» **AIM OF THE TASK**: Each entry here needs to be given again exactly.

» **RECORDS SUPPLIED**:
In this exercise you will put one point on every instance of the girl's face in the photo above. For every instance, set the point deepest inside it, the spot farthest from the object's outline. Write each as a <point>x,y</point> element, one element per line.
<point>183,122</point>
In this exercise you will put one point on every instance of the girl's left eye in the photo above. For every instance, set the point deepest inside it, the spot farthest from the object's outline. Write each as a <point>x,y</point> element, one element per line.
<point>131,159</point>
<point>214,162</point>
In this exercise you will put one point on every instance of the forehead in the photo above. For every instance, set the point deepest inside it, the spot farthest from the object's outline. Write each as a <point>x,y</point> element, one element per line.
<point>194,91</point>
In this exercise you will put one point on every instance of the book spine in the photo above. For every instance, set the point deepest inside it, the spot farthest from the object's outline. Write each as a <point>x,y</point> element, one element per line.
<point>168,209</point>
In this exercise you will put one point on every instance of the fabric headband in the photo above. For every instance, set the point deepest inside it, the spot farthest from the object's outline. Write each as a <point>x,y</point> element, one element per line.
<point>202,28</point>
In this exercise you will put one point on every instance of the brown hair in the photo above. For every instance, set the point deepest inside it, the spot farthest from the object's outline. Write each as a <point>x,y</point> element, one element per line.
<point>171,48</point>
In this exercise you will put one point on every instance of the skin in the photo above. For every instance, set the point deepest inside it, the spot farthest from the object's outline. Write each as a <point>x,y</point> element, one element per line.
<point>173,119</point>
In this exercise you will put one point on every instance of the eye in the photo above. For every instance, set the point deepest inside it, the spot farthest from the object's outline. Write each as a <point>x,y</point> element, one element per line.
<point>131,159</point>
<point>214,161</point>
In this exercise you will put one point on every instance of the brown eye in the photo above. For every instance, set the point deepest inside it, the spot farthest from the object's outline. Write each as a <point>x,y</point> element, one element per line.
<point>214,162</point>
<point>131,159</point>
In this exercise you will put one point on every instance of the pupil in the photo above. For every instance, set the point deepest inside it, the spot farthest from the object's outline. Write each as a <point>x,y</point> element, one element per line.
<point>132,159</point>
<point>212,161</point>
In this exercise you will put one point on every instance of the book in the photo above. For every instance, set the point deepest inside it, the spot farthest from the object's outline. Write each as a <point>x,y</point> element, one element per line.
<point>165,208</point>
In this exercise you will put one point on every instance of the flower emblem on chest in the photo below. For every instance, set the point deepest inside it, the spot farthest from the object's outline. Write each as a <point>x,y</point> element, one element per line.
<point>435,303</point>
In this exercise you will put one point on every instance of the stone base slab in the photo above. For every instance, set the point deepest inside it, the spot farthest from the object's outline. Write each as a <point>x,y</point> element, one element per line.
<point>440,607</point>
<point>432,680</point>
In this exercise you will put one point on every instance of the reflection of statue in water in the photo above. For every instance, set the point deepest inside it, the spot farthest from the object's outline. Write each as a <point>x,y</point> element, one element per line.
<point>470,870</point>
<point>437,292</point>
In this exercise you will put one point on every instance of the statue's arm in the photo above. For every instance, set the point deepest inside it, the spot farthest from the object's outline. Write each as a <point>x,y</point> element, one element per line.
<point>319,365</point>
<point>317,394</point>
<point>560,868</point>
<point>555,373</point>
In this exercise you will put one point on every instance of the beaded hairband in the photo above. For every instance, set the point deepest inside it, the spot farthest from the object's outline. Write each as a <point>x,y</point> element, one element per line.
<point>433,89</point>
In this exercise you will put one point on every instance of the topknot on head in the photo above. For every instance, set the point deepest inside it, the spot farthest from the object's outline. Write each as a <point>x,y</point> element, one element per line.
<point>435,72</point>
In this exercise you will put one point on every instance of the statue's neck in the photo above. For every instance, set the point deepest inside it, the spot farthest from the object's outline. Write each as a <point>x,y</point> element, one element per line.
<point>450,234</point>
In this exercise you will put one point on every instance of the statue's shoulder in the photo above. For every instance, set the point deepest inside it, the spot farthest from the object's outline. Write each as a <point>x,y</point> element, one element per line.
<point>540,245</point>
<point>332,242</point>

» **YOUR RESPONSE**:
In this exercise you will put one point on every instance of the girl's face in the photo above. For every instance, set the point deepest inside it, the spot farthest from the object's outline. Write each as a <point>x,y</point> element, one element per line.
<point>183,122</point>
In this exercise you will put one point on every instance of the girl's left eye in the photo above. For every instance, set the point deepest inside it, the spot farthest from the object's outline. Write each as a <point>x,y</point> element, one element per line.
<point>131,159</point>
<point>214,162</point>
In this exercise you will put one point on every instance of the forehead in the photo above. For every instance, set the point deepest inside it, the spot farthest from the object's outline. Write each as a <point>x,y</point> element, one element per line.
<point>194,91</point>
In this exercise you will put one point on every instance of the book spine in the photo above. For every instance, set the point deepest inside it, the spot farthest from the object's outline. Write each as a <point>x,y</point> element, one element per line.
<point>168,209</point>
In this exercise you will put one point on every instance of the fabric headband in the photo above. For every instance, set the point deepest inside it, the spot farthest from the object's outline. Write each as a <point>x,y</point> element, one element per line.
<point>202,28</point>
In this exercise you will put one point on every instance of the brown hair in the photo above. For every instance, set the point deepest inside it, the spot farthest from the object's outline. Write each as a <point>x,y</point> element, one element per line.
<point>171,48</point>
In this exercise you will put one point on every instance of the skin in the photo above. For every instance, set the point deepest inside it, the spot farthest from the object's outline. Write each as a <point>x,y</point> element, one element per line.
<point>173,119</point>
In this exercise you will put one point on every instance of the eye in the photo above. For every instance, set the point deepest inside it, the spot farthest from the object's outline. Write each as a <point>x,y</point> element, one element per line.
<point>131,159</point>
<point>214,161</point>
In this exercise you will put one point on every instance of the brown eye in the photo above. For every instance, set the point deepest inside it, the spot farthest from the object's outline. Write each as a <point>x,y</point> element, one element per line.
<point>214,162</point>
<point>131,159</point>
In this exercise you will put one point on every instance of the pupil in the photo above. For every instance, set the point deepest inside it, the spot farthest from the object's outline. Write each as a <point>x,y</point> element, one element per line.
<point>132,159</point>
<point>212,161</point>
In this exercise you will put one point on every instance of the book in the photo above. For every instance, set the point deepest inside it, the spot farthest from the object's outline. Write each as a <point>x,y</point> element, one element per line.
<point>165,208</point>
In this exercise you will put one point on every instance of the flower emblem on chest in the photo below. For every instance, set the point deepest inside it, the spot farthest from the object's outline. Write each as a <point>x,y</point> element, one element per line.
<point>435,303</point>
In this exercise you will put one point on every instance of the stone base slab in the photo above. For every instance, set the point deepest inside it, the spot farthest from the object's outline. Write each as a <point>x,y</point> element, one element per line.
<point>440,607</point>
<point>432,680</point>
In this exercise you will put one point on every instance of the reflection of statue in water in the photo above. For every instance, set the point deepest inside it, the spot farthest from the object's outline. Write each as a <point>x,y</point> element, one element per line.
<point>470,870</point>
<point>437,292</point>
In this exercise you will put one point on every instance of the statue's arm in the photo above. For every instance, set the point deepest inside it, the spot farthest from the object's outline. Write each as a <point>x,y</point> element, one element per line.
<point>319,365</point>
<point>317,394</point>
<point>560,868</point>
<point>555,373</point>
In this exercise you will put one point on every instance of the beaded hairband in the photo above. For every instance, set the point deepest inside it, the spot farthest from the object's outline. Write each as a <point>x,y</point> element, one element per line.
<point>433,89</point>
In this exercise you will put one point on every instance of the topknot on head in the photo above. For every instance, set the point deepest inside it, the spot farthest from the object's outline. Write each as a <point>x,y</point> element, one element per line.
<point>435,72</point>
In this exercise you will put one point on every instance of the statue's neck in the photo above. For every instance, set the point deepest inside it, the spot farthest from the object's outline. Write each as a <point>x,y</point> element, one element per line.
<point>450,234</point>
In this exercise you will put one point on every instance of the statue's shoulder in the photo above. For every instance, set the point deepest inside it, the spot farthest from the object's outline. Write each as a <point>x,y</point> element, one element per line.
<point>540,245</point>
<point>332,242</point>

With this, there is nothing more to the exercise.